VORLIEGENDER TEXT ▸

Nach Gewaltexzessen von den Lehrern abgeschrieben, hockt sie mit fünf anderen in einem Klassenzimmer, das so verwüstet ist wie ihre eigene Existenz. Um nicht noch tiefer im Strudel der Hoffnungslosigkeit zu versinken, nehmen die Mädchen den Unterricht selbst in die Hand. Die von ihnen ausgesuchten Themen rutschen dabei schnell in den Hintergrund.

Wie sich herausstellt, wurde Sweetheart (Jessi Bacia) als Babyklappenkind „wie ein Auto“ weitergereicht und sehnt sich nach einer Mutter. Pickel (Seda Yorulmaz) kommt nicht über die Trennung der Eltern hinweg, und Nipper (Teresa Stockem) leidet unter ihrem alkoholsüchtigen und prügelnden Vater. Injera (Nazret Tesfay) schließlich leidet unter den Erniedrigungen, denen sie wegen ihrer Hautfarbe ausgesetzt ist. Nur Vollmond (Soukaina Ouakili) hegt als einzige noch einen Rest von Zuversicht: „Irgendwer wird schon kommen. Die lehnen sich nicht zurück und lassen uns hier krepieren.“

Foto: Rolf Oeser

Mit „Klassen Feind 2.0.“ nimmt Regisseur Ali Murtaza in der Jugendkulturkirche Sankt Peter das Phänomen der Jugendgewalt ins Visier. Als Theaterpädagoge weiß er nur zu gut, wie sehr junge Menschen Anerkennung und Liebe brauchen sowie Raum für ihre Träume und Talente. Wenn Familie und Gesellschaft an diesen Stellen versagen, bleibe den Jugendlichen oft nur die Sprache der Gewalt. „Wir können natürlich wegschauen, aber das löst nicht das Problem“, mahnt Murtaza.

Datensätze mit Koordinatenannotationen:
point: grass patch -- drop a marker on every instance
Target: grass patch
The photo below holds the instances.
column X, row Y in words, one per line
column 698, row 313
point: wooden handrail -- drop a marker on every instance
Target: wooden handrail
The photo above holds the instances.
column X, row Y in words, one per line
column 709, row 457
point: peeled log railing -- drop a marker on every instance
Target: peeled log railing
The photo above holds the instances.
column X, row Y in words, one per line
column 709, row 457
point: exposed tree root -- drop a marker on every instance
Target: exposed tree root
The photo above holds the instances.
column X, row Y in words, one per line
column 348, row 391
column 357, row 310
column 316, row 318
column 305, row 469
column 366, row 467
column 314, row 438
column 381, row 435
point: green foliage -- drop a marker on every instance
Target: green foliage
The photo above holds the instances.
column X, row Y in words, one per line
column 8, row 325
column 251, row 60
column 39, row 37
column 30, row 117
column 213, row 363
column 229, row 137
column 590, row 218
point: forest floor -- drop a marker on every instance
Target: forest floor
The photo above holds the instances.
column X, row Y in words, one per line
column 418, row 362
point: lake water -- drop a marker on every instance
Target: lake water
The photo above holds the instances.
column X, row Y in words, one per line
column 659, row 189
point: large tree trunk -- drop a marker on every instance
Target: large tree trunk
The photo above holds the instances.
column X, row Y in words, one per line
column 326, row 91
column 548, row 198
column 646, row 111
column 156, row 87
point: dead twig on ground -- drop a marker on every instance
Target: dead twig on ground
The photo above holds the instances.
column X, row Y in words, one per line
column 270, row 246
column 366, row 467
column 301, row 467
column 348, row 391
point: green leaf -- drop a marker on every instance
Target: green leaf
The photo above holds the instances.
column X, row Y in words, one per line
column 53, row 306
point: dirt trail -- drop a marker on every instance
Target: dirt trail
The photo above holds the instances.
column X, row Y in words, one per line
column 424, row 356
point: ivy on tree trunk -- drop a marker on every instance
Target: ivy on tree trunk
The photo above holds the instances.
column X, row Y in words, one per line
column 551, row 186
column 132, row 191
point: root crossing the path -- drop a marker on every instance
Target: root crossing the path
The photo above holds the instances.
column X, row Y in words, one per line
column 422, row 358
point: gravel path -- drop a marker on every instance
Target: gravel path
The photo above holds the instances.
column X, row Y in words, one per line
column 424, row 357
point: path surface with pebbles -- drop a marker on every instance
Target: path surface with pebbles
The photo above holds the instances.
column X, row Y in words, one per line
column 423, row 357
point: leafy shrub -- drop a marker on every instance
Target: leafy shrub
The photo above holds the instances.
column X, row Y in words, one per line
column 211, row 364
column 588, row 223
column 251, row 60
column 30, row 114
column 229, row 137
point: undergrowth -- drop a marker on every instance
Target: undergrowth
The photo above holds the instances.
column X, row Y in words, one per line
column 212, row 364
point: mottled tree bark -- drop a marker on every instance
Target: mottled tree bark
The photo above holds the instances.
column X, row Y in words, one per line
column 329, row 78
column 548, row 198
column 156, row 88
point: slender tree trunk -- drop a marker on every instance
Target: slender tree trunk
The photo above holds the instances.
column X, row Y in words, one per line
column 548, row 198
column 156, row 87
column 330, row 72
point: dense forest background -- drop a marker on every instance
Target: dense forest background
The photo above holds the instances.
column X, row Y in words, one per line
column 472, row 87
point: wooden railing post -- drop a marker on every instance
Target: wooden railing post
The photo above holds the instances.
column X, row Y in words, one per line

ARBEITSANWEISUNGEN ▸
[1] Worunter leidet Nipper laut dem Text über das Theaterstück „Klassen Feind 2.0.“?
[2] Wiederhole aus dem Text über das Theaterstück wortgetreu den Abschnitt von „Nach Gewaltexzessen von“ bis einschließlich „in den Hintergrund.“.

DIE ANTWORTEN ▸
[1] Sie leidet unter ihrem alkoholsüchtigen und prügelnden Vater.

[2]
Nach Gewaltexzessen von den Lehrern abgeschrieben, hockt sie mit fünf anderen in einem Klassenzimmer, das so verwüstet ist wie ihre eigene Existenz. Um nicht noch tiefer im Strudel der Hoffnungslosigkeit zu versinken, nehmen die Mädchen den Unterricht selbst in die Hand. Die von ihnen ausgesuchten Themen rutschen dabei schnell in den Hintergrund.